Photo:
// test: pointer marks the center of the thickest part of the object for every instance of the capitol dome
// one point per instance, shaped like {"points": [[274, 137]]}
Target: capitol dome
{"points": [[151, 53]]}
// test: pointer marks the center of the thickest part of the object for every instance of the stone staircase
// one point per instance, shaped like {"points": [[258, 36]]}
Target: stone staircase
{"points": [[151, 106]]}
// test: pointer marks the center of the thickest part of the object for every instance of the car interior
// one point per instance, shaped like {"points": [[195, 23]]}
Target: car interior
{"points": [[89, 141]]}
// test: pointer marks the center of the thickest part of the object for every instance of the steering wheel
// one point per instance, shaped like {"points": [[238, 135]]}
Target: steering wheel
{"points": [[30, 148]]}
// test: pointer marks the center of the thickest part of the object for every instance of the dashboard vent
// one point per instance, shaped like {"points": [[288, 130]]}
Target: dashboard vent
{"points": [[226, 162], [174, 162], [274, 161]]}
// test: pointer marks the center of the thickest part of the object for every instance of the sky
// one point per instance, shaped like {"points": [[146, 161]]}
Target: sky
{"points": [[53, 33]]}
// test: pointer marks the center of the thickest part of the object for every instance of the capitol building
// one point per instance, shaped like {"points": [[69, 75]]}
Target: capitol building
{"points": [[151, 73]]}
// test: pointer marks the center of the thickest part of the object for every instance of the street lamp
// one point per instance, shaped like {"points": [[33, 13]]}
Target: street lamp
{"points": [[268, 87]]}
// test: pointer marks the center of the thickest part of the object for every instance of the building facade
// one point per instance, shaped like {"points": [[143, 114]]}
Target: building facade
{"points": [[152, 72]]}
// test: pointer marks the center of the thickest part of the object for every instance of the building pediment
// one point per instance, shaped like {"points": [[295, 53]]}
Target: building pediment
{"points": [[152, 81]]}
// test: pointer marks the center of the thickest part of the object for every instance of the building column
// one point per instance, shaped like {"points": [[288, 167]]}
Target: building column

____

• [Written problem] Can you write out all the records above line for line, keeping every character unchanged?

• [Worked solution]
Photo:
// test: pointer marks the center of the thickest part of the object for every instance of the capitol dome
// one point per instance, shaped like {"points": [[274, 137]]}
Target: capitol dome
{"points": [[151, 53]]}
// test: pointer marks the center of the thickest part of the object for every instance of the stone staircase
// one point per instance, shaped like {"points": [[258, 36]]}
Target: stone staircase
{"points": [[151, 106]]}
// test: pointer marks the center of the thickest part of the object for every instance of the car interior
// one point per instance, shaped like {"points": [[195, 23]]}
Target: car interior
{"points": [[89, 141]]}
// test: pointer marks the center of the thickest part of the object for every instance of the steering wheel
// one point per instance, shaped like {"points": [[238, 135]]}
Target: steering wheel
{"points": [[30, 148]]}
// test: pointer marks the center of the thickest part of the object for every instance of the dashboard vent
// one point per instance, shaped like {"points": [[288, 130]]}
Target: dashboard vent
{"points": [[226, 162], [174, 162], [274, 161]]}
// test: pointer marks the center of the thickest part of the object for every instance of the sky
// one point per instance, shaped like {"points": [[146, 161]]}
Target: sky
{"points": [[53, 33]]}
// test: pointer marks the center of the thickest part of the object for every instance of the capitol building
// one point per instance, shaped like {"points": [[69, 75]]}
Target: capitol building
{"points": [[151, 73]]}
// test: pointer marks the center of the thickest part of the object for every instance of the street lamp
// one point per instance, shaped like {"points": [[33, 13]]}
Target: street lamp
{"points": [[268, 87]]}
// test: pointer marks the center of the thickest part of the object for every instance of the building facade
// one point per instance, shaped like {"points": [[143, 114]]}
Target: building facade
{"points": [[152, 72]]}
// test: pointer marks the center of the thickest part of the object for every instance of the building pediment
// one point per instance, shaped like {"points": [[295, 53]]}
Target: building pediment
{"points": [[152, 81]]}
// test: pointer marks the center of the thickest part of the object for every instance of the building column
// one point per instance, shaped like {"points": [[288, 167]]}
Target: building column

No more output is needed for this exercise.